■ Fragmento de texto
Entremos, a modo de tanteo, en lo que no es poesía pura, según los exponentes representativos citados antes.

1.- Descontaminación de la anécdota. (Juan Ramón Jiménez y el 27)

2.- Independencia con respecto a problemas sociales y filosóficos. (Novísimos)

3.- No es imagen en el sentido en que pretendía el ruso Alexander Potebna, que no distinguía entre la prosa y el verso. Ni incluso cuando la imagen se expresara con rigurosa metáfora.

4.- No es lírica autobiográfica con carácter sentimental, religioso, patriótico o social, como ya afirmaron las vanguardias.

5.- No es lenguaje ya conocido y desgastado por el uso, de manera que no ofrece emoción ni para el lector ni para el autor. (Formalismo)

■ Instrucciones de tareas
**A.** Reproduce literalmente el pasaje del texto sobre la poesía pura que empieza con "4.- No es lírica" y sigue hasta "el autor. (Formalismo)".
**B.** Según el texto sobre la poesía pura, ¿entre qué dos cosas no distinguía el ruso Alexander Potebna?
Las filas no intervienen en nada de esto.

■ Contenido del conjunto

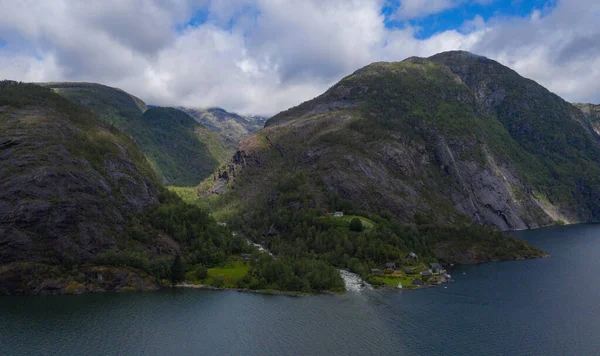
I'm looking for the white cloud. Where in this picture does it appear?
[0,0,600,114]
[396,0,464,20]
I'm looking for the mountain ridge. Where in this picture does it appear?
[40,82,226,186]
[209,52,600,235]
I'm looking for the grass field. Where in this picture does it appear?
[200,261,250,288]
[317,215,375,230]
[375,276,416,288]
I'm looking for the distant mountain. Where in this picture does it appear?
[573,103,600,135]
[42,83,229,186]
[0,81,163,294]
[207,52,600,262]
[178,107,267,151]
[0,81,246,295]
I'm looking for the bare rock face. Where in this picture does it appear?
[213,52,600,231]
[573,103,600,139]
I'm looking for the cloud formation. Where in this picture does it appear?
[0,0,600,115]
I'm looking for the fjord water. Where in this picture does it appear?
[0,224,600,355]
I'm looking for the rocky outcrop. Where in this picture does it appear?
[218,52,600,230]
[573,103,600,138]
[0,263,161,295]
[0,82,159,265]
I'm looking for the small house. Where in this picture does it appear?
[240,253,252,261]
[429,263,444,274]
[406,252,419,261]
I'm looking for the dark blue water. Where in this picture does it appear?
[0,225,600,355]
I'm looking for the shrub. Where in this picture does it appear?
[194,265,208,280]
[350,218,363,232]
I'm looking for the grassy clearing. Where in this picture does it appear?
[374,276,418,288]
[167,186,200,205]
[317,215,375,230]
[188,261,250,288]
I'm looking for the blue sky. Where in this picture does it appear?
[0,0,600,115]
[382,0,556,39]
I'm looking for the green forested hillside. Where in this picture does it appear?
[43,83,228,186]
[573,103,600,136]
[0,81,247,294]
[192,52,600,273]
[178,107,267,151]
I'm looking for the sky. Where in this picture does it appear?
[0,0,600,115]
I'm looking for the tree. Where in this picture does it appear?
[194,265,208,280]
[350,218,363,232]
[171,255,185,283]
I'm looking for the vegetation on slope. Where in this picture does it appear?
[573,103,600,135]
[178,107,267,151]
[0,81,247,293]
[43,83,228,186]
[431,52,600,221]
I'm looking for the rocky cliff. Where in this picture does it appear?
[573,103,600,136]
[0,81,177,294]
[178,107,267,151]
[42,83,228,186]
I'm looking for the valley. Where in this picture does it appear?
[0,52,600,294]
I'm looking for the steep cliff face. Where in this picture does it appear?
[42,83,227,186]
[0,81,186,294]
[212,52,600,230]
[0,82,158,264]
[573,103,600,136]
[178,107,267,151]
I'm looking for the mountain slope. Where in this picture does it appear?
[43,83,226,186]
[200,52,600,268]
[0,81,246,294]
[178,107,267,151]
[573,103,600,135]
[0,82,159,290]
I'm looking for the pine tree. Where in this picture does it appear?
[171,255,185,283]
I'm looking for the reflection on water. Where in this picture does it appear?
[0,225,600,355]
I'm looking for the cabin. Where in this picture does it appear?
[420,270,432,277]
[240,253,252,261]
[429,263,445,274]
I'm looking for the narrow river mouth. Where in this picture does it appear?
[340,269,373,292]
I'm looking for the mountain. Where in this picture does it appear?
[0,81,245,294]
[178,107,267,151]
[42,83,228,186]
[573,103,600,135]
[200,52,600,262]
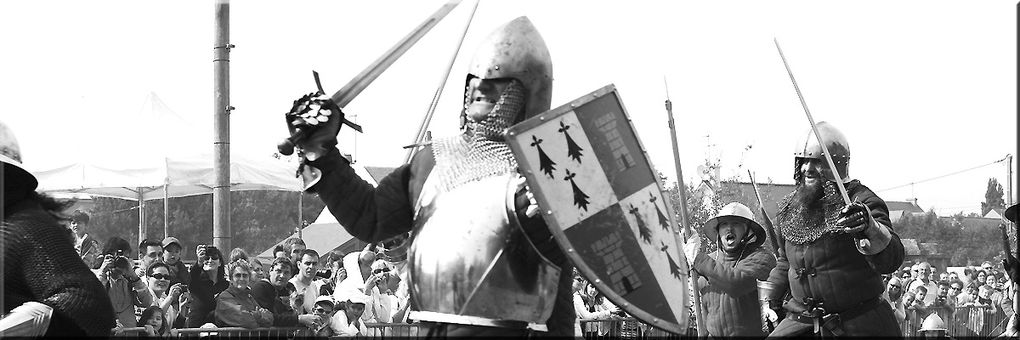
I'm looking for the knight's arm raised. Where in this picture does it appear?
[854,189,904,274]
[305,148,431,242]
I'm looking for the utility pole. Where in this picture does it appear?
[212,0,234,251]
[1006,153,1013,207]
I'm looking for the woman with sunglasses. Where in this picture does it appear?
[145,262,185,325]
[185,244,228,328]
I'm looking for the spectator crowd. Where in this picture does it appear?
[69,211,408,337]
[61,211,1016,338]
[885,261,1016,337]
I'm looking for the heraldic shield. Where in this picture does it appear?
[506,85,690,333]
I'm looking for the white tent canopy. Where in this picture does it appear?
[33,153,301,200]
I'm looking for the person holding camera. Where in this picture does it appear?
[216,258,272,329]
[145,262,188,326]
[185,244,228,328]
[145,262,188,327]
[96,237,152,328]
[251,257,324,328]
[290,249,329,314]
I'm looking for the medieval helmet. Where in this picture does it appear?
[464,16,553,123]
[794,122,850,181]
[919,312,946,332]
[705,202,765,245]
[0,118,39,190]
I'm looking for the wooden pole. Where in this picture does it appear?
[663,79,708,337]
[212,0,234,251]
[298,192,305,240]
[163,182,170,239]
[138,187,148,244]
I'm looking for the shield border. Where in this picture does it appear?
[506,84,693,334]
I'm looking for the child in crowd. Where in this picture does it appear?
[138,305,169,337]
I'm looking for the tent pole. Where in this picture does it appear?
[163,183,170,239]
[138,187,148,244]
[212,0,234,251]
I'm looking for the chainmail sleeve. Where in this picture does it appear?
[0,200,114,337]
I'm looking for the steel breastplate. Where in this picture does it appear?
[408,175,560,328]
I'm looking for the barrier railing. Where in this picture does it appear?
[109,306,1009,340]
[170,327,311,340]
[578,318,689,340]
[903,305,1009,337]
[365,323,428,339]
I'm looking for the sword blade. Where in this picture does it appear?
[772,38,851,205]
[748,169,785,258]
[333,0,461,108]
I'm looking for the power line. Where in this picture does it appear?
[875,156,1009,193]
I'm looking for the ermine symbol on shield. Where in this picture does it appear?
[660,242,680,279]
[648,192,669,232]
[558,120,584,163]
[627,204,652,244]
[563,168,589,211]
[531,135,556,179]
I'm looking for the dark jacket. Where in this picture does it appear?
[309,146,575,336]
[768,180,904,337]
[185,257,230,328]
[694,244,775,337]
[0,193,114,337]
[252,280,298,327]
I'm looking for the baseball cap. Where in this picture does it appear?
[347,291,368,304]
[163,236,184,249]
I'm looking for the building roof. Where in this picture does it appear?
[984,208,1006,220]
[885,201,924,212]
[900,239,921,256]
[900,239,942,257]
[365,166,396,183]
[938,216,1003,231]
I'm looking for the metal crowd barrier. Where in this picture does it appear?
[902,306,1009,338]
[365,323,428,339]
[170,327,311,340]
[577,318,694,340]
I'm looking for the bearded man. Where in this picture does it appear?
[760,122,904,337]
[288,17,574,336]
[683,202,775,338]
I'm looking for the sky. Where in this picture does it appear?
[0,0,1017,214]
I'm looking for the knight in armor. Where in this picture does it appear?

■ Soluciones desarrolladas
**A.**
4.- No es lírica autobiográfica con carácter sentimental, religioso, patriótico o social, como ya afirmaron las vanguardias.

5.- No es lenguaje ya conocido y desgastado por el uso, de manera que no ofrece emoción ni para el lector ni para el autor. (Formalismo)

**B.** No distinguía entre la prosa y el verso.